▶ **What the task requires**:
From the blog post about Edie Adams, reproduce word for word the passage that begins at the words "The always wonderful" and stops after "I was born.".

▶ **Page excerpt**:

Thursday, October 16, 2008

THAT'S ALL

The always wonderful Edie Adams passed away yesterday at the age of 81.

Despite a long and varied career--she played the ingenue in Leonard Bernstein's Wonderful Town, won a Tony for Li'l Abner and reached Stella Stevens-esque levels of hotness in several films, most notably It's A Mad, Mad, Mad, Mad World--she will always be best known to many of us as Ernie Kovacs' wife.

My mom adored Kovacs, and frequently would go on and on about his greatness, and how touching it would be to see Ernie and Edie together on TV, and how even when you sometimes sensed tension between them, you could always feel the love. I had to take her words on faith, since Kovacs died before I was born.

In the late seventies, PBS aired some kinescopes of Kovacs' work, my first chance to see his work. Mom was right.

In his many TV shows and specials, Kovacs showcased Adams in ways nobody else ever did. She could be sexy or sweet, silly or serious. Anything, really. She moved on after Kovacs' death in 1962, though he left her in debt, and married twice more. But though she found plenty of work as a singer and character actress, she never quite found the fame she deserved.

Here she is on the final episode of The Lucy/Desi Comedy Hour, with Kovacs watching her adoringly. Her looks, that voice--Ernie was a lucky guy.

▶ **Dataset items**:
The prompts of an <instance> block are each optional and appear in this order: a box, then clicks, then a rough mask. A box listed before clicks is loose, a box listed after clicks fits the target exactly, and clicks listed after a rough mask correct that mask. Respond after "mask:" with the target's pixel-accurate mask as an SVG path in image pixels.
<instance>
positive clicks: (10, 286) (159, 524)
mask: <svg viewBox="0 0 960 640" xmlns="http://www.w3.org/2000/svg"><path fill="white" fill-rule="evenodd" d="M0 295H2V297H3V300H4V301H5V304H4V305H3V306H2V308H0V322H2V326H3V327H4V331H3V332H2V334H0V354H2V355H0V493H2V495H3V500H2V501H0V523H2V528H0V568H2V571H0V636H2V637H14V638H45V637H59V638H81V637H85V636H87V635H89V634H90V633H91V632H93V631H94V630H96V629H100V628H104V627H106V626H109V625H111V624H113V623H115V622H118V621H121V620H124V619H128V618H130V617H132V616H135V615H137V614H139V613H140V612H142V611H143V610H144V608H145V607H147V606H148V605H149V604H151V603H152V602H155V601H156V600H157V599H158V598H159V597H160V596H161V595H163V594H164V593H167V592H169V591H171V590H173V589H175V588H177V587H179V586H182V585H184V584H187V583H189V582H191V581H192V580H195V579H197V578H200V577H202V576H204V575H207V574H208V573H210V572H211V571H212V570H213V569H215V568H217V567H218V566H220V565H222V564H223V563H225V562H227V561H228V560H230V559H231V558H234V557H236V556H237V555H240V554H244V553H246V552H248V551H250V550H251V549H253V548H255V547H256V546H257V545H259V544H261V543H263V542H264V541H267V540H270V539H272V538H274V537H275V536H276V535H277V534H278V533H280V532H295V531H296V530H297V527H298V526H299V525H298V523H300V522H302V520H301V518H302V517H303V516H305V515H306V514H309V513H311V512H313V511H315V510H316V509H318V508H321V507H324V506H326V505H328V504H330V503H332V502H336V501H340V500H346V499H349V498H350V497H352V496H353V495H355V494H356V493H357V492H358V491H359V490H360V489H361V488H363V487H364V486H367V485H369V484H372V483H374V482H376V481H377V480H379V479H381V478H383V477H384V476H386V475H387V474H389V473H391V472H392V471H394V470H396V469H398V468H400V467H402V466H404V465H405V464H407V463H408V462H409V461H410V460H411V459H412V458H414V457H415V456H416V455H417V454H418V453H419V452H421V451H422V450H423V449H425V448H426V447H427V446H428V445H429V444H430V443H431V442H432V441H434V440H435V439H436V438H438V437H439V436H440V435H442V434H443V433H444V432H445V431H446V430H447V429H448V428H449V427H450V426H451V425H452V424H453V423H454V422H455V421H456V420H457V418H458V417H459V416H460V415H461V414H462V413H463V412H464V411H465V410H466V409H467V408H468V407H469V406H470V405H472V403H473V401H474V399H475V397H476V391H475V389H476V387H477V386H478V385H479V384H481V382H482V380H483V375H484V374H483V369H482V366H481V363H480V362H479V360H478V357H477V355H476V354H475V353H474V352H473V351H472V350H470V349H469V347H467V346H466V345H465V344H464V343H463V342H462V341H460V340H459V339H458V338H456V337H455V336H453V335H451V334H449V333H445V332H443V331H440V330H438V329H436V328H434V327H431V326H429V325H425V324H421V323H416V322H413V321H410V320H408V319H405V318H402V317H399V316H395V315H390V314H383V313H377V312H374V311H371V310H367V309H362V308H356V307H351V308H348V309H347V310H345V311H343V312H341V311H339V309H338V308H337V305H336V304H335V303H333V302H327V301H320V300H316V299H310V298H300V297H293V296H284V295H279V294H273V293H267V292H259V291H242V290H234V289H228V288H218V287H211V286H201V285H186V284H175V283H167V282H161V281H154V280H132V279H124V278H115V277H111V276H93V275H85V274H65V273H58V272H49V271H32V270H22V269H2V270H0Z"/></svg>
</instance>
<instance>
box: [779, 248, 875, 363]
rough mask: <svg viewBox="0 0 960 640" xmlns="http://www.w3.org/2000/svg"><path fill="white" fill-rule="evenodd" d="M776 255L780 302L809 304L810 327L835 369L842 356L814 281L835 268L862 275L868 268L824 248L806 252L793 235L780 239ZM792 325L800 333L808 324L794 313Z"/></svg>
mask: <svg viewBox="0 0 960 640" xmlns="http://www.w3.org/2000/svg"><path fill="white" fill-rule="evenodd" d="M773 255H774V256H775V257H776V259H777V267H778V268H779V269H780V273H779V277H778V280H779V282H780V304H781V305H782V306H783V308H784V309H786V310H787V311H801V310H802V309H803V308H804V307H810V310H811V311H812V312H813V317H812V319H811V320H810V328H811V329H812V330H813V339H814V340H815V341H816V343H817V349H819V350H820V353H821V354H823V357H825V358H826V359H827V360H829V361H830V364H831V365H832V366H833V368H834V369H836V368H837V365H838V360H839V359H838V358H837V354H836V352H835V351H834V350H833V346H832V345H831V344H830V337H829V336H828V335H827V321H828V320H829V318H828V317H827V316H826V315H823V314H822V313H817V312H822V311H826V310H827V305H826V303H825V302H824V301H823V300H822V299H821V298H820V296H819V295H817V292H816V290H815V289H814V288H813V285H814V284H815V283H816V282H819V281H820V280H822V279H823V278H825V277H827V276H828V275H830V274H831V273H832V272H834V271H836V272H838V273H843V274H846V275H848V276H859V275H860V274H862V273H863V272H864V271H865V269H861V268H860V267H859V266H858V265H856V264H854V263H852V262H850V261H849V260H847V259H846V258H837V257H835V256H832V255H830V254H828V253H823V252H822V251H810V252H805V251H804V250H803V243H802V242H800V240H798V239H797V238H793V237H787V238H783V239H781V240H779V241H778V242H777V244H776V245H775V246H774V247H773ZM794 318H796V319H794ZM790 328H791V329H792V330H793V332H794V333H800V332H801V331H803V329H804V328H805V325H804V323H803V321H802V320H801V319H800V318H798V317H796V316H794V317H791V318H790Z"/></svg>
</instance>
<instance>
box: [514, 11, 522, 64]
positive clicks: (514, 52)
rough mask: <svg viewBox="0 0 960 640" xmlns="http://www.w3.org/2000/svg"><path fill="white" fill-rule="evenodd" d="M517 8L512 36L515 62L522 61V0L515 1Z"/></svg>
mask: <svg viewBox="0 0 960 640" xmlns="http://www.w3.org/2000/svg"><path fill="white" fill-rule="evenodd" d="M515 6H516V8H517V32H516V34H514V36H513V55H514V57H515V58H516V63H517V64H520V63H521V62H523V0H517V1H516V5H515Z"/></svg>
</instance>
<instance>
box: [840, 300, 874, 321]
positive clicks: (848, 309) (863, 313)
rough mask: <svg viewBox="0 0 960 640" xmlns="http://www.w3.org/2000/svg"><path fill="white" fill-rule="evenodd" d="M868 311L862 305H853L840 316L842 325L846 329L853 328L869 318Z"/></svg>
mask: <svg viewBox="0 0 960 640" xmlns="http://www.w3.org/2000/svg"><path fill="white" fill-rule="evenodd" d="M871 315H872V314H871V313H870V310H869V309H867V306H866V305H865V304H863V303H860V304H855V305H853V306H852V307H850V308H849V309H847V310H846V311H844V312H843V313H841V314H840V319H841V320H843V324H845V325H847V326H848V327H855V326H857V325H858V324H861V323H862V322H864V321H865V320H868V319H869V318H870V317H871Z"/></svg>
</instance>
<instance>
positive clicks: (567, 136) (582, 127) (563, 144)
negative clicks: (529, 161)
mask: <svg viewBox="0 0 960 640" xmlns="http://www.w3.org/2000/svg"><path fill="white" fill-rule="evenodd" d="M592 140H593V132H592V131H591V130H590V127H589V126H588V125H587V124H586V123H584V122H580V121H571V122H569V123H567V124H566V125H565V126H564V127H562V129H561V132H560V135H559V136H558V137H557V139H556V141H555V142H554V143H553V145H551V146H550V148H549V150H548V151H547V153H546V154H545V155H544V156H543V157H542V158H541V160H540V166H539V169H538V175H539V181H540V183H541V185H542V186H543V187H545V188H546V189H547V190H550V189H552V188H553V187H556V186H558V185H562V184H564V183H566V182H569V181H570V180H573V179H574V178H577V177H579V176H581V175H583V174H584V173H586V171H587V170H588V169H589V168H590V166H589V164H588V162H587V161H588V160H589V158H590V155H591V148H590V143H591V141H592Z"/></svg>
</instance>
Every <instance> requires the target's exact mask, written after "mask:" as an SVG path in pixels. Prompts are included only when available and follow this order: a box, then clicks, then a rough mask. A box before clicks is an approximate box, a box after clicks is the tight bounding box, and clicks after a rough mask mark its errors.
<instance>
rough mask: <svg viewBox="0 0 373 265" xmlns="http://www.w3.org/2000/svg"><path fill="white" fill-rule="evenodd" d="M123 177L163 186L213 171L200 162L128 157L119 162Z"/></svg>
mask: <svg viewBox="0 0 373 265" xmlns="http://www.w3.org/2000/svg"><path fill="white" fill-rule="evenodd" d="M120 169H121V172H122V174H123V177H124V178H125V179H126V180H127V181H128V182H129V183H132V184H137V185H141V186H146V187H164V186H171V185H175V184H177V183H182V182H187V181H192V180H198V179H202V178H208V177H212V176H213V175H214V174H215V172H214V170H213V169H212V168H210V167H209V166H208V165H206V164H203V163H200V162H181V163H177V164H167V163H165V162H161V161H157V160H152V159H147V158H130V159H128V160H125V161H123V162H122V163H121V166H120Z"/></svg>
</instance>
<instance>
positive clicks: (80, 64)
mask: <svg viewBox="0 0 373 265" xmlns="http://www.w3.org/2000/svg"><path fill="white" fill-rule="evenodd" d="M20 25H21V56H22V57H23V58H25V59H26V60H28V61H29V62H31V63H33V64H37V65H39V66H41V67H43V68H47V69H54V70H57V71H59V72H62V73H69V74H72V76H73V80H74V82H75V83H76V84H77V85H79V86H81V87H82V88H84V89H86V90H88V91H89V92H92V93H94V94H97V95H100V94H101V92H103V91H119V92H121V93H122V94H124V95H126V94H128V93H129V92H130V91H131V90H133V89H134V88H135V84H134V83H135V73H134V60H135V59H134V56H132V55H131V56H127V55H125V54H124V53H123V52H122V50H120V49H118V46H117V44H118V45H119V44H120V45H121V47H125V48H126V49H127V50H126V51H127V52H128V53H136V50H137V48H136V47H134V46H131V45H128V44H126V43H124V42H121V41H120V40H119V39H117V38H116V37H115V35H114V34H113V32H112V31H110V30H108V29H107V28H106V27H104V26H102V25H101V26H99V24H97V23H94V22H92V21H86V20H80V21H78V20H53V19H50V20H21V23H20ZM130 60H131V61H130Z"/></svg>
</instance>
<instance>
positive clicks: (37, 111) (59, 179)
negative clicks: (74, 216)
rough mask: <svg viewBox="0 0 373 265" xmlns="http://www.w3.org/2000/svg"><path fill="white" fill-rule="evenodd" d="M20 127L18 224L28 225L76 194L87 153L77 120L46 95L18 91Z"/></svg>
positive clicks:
--
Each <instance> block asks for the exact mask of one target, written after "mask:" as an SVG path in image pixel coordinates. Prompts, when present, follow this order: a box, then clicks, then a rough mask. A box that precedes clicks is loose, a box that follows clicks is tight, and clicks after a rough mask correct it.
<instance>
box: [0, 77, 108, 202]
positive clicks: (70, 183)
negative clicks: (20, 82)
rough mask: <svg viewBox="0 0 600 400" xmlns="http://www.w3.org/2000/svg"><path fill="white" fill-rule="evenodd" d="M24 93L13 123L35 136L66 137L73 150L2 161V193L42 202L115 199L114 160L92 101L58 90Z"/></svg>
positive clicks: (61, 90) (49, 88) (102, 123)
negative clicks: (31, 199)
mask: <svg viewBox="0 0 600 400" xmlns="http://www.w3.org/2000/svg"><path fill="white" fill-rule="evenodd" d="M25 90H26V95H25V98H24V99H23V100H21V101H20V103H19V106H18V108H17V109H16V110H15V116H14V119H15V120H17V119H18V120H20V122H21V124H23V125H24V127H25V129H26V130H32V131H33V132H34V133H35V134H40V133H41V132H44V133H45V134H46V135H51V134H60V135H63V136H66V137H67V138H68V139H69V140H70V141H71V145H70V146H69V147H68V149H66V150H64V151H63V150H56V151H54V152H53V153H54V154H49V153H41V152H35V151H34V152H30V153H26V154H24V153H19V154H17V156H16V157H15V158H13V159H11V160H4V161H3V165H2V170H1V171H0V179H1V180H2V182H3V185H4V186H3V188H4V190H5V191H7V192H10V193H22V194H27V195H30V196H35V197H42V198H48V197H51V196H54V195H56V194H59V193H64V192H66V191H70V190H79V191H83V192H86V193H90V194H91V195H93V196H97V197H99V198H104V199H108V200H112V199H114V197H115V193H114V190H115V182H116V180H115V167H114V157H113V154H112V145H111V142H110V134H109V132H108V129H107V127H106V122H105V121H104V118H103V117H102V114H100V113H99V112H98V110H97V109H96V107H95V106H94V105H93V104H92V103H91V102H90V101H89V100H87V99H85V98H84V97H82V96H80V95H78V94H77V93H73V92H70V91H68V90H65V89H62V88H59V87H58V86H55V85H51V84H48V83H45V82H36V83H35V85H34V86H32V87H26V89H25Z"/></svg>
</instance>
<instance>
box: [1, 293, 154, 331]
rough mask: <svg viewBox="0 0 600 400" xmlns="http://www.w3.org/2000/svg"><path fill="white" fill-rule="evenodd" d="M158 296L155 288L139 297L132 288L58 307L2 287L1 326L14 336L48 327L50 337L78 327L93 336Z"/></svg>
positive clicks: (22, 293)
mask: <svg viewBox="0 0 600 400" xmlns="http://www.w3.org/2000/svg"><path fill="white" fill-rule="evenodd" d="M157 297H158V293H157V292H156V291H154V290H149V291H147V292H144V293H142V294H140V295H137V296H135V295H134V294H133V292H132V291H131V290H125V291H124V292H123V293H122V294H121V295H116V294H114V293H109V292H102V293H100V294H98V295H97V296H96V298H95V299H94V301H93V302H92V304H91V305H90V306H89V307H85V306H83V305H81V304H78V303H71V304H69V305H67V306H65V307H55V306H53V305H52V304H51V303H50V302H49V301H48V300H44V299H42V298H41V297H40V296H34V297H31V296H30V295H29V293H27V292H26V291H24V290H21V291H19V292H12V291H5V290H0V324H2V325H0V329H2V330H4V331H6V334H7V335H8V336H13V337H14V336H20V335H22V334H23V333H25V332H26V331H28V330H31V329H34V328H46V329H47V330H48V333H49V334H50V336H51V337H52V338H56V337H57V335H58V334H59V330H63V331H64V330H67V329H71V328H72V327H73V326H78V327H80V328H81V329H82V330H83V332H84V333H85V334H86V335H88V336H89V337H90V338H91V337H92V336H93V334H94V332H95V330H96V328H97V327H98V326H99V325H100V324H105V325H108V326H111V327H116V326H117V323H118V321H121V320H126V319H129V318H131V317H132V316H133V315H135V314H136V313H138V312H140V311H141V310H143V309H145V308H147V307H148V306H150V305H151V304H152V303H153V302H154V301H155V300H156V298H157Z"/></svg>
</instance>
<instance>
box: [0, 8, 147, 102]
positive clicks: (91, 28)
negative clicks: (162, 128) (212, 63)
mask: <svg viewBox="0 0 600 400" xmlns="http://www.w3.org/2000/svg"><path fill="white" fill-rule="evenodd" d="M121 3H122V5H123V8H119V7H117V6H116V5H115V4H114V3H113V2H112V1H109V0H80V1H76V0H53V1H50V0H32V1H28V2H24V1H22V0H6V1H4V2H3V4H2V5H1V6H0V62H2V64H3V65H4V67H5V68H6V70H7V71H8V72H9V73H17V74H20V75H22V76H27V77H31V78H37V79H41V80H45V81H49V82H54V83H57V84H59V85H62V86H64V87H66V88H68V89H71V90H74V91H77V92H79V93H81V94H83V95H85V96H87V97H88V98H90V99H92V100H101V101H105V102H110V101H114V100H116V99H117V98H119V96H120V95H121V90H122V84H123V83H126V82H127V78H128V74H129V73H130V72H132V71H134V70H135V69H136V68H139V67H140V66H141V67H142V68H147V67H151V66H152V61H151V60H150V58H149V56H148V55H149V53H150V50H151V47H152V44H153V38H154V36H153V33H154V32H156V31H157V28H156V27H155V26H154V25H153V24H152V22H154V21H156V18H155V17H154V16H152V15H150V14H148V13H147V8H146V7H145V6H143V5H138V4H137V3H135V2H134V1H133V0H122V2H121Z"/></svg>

▶ **Result of the task**:
The always wonderful Edie Adams passed away yesterday at the age of 81.

Despite a long and varied career--she played the ingenue in Leonard Bernstein's Wonderful Town, won a Tony for Li'l Abner and reached Stella Stevens-esque levels of hotness in several films, most notably It's A Mad, Mad, Mad, Mad World--she will always be best known to many of us as Ernie Kovacs' wife.

My mom adored Kovacs, and frequently would go on and on about his greatness, and how touching it would be to see Ernie and Edie together on TV, and how even when you sometimes sensed tension between them, you could always feel the love. I had to take her words on faith, since Kovacs died before I was born.